▶ **Passage to read**:
[Start]

The Qatar peninsula, shaped a bit like a thumb, juts northward into the Persian Gulf from the east coast of the Arabian Peninsula. It is about 160km (90mi) long and 55km (35mi) to 80km (50mi) wide. Including its small islands, Qatar is just a bit smaller than the US state of Connecticut. This is one flat country - the highest part is only 40m (130ft) above sea level. It's also dry, with most of the country covered in gravelly desert with virtually no natural vegetation.
Qatari fauna is limited to birds, such as the houbara, and to animals that are pretty hard to spot, such as bats and sand cats. You will, of course, see camels, but because Qatar doesn't have much in the way of vegetation, it never had the huge herds you'll see in other parts of the Middle East.
Summer lasts from May to September, and temperatures at that time generally average 35°C (95°F), although it can get up to 50°C (122°F). The 90% humidity adds to the discomfort. The winter months (December-February) are much milder with pleasant, cool evenings. Throughout the year, but especially in spring, Qatar is subject to sandstorms, and the rainstorms that hit the country in December and January cause many of the roads to close.
Archaeological digs have shown that the Qatar peninsula was inhabited during the Stone Age, when the region's climate was milder than it is today. But the archaeologists have found little evidence of habitation between the most ancient of times and the modern era, and Qatar is the only significant place in the Gulf to have no Portuguese ruins of any sort. Since the Portuguese conquered, or at least attacked, just about everywhere else in the Gulf, this strongly implies that 16th century Qatar was either uninhabited or very nearly so.

[End]

Can you resume the text on Qatar, starting right after its final sentence? The data below this point comes from a separate source.

▶ **Given material**:
[Start]

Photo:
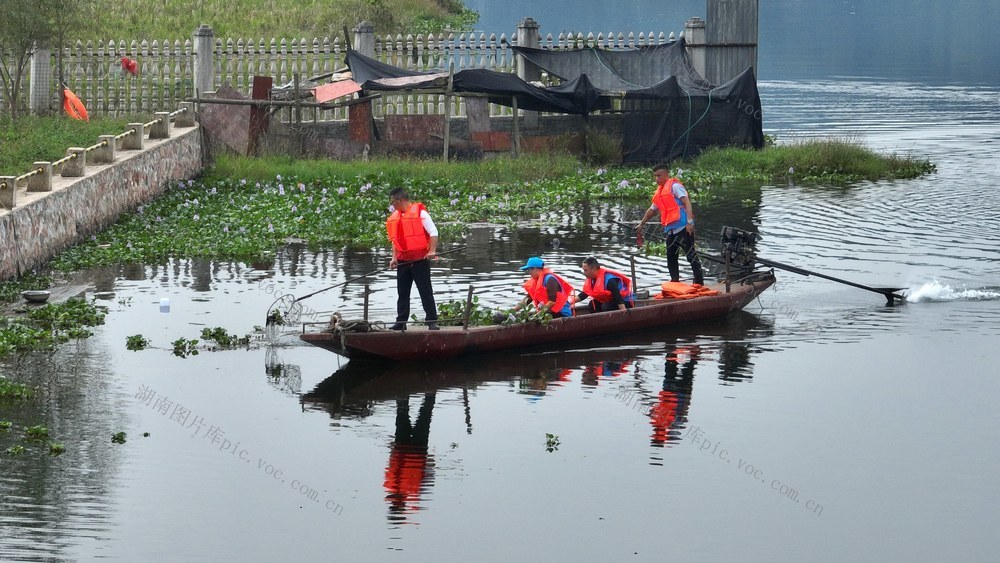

[End]

▶ **Task output**:
For most of its recorded history, Qatar has been dominated by the Al-Thani family, who arrived in the mid-18th century, when Qatar was already well established as a pearling centre, and became the peninsula's rulers about 100 years later. Activity was then centred on Zubara in the north-west, which was under control of the Al-Khalifa family (who are now the rulers of Bahrain). Since that time, and even into the present day, tension between the Al-Khalifa and the Al-Thani has been a constant feature of Qatar's history. Today, the principal territorial dispute between the two countries concerns the Hawar Islands, which lie just off Qatar's western coast. Historically, Doha (now the capital) was never a particularly important trading port, and throughout the 19th and early 20th centuries Qatar remained shockingly poor, even by pre-oil Gulf standards. Places like Zubara were so hotly contested precisely because they controlled access to the one thing which provided enough money to feed the local populace: the pearl beds.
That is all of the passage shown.